Instructions to follow: Show every line of the rows below that contains the word "rocky".

Stored rows
##########

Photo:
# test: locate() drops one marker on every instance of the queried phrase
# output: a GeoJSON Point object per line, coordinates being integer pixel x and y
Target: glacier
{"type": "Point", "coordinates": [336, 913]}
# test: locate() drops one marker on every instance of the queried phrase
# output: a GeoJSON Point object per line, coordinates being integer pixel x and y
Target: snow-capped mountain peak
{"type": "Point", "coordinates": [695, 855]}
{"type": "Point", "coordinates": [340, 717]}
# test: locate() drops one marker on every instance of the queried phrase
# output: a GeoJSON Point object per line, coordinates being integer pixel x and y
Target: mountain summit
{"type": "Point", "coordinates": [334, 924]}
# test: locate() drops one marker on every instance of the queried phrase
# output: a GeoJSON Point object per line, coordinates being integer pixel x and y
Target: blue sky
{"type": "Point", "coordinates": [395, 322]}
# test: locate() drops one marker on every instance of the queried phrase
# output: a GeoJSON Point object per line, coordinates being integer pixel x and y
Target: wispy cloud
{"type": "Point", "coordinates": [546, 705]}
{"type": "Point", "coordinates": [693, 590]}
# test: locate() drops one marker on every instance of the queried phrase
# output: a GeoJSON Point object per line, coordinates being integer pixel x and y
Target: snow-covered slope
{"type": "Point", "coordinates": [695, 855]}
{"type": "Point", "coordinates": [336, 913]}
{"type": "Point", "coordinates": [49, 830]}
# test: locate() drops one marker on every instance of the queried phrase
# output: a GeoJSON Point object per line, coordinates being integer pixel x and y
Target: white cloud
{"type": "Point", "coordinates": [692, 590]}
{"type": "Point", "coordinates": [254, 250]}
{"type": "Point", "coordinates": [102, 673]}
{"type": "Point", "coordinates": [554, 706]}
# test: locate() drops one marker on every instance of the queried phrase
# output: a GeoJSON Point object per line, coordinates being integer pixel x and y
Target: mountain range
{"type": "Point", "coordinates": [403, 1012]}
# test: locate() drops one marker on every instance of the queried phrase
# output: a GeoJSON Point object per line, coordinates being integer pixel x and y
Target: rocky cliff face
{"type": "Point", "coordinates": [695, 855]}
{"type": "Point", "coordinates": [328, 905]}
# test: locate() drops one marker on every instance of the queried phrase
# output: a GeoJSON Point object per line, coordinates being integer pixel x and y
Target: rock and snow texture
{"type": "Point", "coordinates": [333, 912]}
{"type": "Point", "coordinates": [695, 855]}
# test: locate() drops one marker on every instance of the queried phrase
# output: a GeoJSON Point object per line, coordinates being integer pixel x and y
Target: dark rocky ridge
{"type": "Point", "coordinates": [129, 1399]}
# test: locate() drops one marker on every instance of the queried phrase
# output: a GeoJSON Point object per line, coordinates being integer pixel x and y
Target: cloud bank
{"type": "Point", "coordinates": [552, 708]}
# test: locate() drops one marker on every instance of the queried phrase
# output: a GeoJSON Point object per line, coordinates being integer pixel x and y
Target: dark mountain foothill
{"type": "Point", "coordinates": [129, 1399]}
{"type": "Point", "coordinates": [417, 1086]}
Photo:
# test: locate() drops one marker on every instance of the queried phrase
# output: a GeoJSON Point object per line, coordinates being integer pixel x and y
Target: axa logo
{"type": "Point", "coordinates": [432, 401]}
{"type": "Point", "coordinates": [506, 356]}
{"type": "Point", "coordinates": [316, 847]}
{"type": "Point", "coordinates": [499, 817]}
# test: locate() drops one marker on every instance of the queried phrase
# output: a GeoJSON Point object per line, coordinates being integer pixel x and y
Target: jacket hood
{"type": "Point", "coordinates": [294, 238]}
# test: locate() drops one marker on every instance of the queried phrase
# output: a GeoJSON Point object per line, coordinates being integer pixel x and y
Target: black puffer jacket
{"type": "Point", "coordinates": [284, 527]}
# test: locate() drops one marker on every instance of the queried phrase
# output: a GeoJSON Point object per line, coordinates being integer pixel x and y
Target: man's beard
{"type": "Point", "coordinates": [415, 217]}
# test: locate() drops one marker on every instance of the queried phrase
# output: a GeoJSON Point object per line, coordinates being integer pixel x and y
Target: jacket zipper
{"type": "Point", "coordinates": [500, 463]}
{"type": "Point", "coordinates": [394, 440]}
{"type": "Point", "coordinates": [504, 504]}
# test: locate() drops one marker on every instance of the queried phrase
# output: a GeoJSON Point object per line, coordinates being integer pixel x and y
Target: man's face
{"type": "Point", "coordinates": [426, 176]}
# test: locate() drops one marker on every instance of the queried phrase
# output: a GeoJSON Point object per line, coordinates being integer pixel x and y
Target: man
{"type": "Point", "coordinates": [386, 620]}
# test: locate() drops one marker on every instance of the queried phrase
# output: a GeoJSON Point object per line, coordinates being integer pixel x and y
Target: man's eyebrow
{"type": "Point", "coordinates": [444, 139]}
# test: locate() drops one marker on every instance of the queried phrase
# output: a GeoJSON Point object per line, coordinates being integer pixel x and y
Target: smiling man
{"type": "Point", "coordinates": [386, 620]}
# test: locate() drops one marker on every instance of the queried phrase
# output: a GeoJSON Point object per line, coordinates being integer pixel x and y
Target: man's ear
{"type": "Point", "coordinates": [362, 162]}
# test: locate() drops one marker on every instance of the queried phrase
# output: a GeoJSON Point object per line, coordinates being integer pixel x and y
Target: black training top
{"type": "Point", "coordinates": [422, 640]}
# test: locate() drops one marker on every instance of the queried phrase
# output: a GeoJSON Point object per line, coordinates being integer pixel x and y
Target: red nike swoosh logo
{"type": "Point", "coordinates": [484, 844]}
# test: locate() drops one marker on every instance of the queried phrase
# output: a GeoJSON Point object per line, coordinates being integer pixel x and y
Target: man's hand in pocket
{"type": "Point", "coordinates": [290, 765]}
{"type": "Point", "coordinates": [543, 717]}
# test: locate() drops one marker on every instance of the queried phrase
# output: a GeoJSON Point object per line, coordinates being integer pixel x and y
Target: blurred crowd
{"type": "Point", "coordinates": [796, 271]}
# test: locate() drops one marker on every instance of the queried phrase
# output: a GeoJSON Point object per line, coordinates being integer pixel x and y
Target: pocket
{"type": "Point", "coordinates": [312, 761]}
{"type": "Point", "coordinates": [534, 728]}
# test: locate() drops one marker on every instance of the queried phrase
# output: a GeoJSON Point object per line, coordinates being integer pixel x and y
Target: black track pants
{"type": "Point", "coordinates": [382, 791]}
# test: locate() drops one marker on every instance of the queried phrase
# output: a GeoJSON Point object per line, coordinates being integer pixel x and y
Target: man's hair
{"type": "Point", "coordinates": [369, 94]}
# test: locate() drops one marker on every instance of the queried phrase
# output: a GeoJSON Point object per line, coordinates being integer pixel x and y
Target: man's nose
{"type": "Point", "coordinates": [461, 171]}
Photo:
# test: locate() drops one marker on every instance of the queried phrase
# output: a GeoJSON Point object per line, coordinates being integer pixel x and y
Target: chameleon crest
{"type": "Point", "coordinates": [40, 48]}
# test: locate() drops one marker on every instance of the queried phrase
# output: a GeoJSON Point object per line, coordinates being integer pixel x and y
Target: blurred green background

##########

Solution to this exercise:
Target: rocky cliff face
Target: dark rocky ridge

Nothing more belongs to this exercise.